* **The problem**:
Go through the listing and return every line with "blurred" in it.

BEGIN

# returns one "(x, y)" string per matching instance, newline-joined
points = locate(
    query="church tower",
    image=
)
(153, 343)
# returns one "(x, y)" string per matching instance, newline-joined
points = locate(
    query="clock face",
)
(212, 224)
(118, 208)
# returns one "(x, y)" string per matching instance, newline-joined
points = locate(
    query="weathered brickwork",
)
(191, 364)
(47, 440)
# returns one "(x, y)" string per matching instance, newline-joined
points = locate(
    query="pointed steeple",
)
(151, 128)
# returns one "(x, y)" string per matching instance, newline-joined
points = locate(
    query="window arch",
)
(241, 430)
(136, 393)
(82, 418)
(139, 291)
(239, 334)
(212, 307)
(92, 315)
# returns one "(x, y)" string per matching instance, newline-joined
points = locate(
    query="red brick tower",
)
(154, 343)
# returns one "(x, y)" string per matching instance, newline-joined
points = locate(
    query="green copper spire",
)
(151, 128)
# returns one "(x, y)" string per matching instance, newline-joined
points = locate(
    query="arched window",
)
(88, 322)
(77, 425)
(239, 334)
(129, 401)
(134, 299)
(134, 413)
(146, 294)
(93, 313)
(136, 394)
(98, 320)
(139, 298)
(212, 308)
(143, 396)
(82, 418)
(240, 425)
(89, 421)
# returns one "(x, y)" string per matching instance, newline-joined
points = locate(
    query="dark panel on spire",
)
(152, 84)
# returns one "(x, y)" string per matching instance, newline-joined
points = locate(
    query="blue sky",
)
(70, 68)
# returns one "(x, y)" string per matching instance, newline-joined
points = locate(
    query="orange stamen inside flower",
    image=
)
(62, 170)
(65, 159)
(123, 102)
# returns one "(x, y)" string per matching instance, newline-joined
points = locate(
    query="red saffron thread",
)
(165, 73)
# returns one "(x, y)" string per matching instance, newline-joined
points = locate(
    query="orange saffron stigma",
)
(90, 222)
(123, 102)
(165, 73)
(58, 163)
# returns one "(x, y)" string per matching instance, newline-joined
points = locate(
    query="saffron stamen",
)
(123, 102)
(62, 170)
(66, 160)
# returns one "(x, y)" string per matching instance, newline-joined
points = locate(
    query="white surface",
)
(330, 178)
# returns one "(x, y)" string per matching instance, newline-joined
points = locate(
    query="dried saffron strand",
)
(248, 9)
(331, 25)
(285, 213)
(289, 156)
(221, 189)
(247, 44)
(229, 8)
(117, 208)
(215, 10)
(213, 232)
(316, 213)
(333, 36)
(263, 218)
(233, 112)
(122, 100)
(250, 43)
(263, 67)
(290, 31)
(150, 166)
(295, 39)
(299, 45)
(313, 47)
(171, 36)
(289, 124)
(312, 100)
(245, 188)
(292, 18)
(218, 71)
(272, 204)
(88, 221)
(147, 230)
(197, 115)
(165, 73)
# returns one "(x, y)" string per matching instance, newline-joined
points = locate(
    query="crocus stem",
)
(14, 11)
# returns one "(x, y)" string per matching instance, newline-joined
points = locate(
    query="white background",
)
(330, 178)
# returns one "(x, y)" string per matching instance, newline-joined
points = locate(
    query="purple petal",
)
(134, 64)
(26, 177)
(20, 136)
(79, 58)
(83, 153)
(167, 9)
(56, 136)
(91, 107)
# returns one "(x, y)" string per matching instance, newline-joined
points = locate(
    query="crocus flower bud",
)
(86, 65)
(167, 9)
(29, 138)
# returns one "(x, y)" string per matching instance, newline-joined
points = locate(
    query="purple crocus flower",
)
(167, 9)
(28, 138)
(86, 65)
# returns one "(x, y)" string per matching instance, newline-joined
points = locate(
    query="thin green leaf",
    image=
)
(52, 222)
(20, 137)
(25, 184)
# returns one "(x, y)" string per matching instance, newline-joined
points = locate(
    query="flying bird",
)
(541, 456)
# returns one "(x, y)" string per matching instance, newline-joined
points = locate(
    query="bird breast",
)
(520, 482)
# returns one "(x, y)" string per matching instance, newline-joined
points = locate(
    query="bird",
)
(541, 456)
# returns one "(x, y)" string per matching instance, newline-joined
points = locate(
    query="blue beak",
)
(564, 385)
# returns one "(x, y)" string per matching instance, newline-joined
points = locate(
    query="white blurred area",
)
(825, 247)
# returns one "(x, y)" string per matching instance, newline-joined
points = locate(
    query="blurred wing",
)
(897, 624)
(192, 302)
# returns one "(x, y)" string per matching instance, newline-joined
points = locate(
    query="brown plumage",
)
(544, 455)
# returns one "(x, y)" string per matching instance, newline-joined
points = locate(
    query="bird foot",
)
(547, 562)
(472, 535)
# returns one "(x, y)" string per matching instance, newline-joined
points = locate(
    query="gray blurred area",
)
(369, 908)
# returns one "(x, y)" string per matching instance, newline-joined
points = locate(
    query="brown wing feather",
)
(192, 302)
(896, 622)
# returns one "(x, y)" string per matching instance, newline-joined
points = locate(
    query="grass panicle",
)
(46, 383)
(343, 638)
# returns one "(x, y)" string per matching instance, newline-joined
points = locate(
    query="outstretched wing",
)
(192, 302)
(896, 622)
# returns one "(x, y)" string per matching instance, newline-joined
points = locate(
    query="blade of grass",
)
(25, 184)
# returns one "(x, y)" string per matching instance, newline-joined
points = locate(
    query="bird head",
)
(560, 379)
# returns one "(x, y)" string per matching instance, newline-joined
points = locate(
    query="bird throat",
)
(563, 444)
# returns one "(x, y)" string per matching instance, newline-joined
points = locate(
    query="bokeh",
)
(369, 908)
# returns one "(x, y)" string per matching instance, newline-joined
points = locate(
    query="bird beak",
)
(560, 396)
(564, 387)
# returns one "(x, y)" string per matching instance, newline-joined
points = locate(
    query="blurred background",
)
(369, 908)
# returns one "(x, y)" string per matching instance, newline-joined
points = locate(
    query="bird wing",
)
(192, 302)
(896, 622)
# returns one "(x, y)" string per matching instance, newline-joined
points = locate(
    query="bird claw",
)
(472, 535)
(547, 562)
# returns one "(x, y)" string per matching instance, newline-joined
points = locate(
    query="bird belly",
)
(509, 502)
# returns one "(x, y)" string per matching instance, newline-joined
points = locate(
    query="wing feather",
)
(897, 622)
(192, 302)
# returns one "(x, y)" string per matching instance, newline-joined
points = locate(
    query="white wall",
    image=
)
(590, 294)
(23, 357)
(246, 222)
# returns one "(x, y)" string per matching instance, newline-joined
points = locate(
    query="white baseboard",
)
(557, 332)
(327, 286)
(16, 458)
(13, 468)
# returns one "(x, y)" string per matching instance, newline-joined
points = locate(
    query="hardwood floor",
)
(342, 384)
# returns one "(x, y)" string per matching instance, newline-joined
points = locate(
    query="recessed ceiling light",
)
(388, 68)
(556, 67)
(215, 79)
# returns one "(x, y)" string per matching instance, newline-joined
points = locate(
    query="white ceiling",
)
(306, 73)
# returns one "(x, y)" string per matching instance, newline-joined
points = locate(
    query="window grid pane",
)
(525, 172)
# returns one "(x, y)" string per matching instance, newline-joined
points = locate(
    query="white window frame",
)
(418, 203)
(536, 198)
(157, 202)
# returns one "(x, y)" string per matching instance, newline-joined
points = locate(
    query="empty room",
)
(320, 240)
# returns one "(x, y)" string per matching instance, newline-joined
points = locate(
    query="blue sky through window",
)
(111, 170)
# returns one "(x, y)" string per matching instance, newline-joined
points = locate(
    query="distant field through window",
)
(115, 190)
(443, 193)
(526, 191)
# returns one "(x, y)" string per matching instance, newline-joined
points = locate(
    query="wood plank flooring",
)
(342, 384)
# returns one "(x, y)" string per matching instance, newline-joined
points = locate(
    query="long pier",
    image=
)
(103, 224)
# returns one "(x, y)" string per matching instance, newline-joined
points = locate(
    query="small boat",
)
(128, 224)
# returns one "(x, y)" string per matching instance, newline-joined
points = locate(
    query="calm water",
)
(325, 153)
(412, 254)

END

* **Expected answer**:
    query="white blurred area",
    query="blurred wing",
    query="gray blurred area",
    query="blurred background",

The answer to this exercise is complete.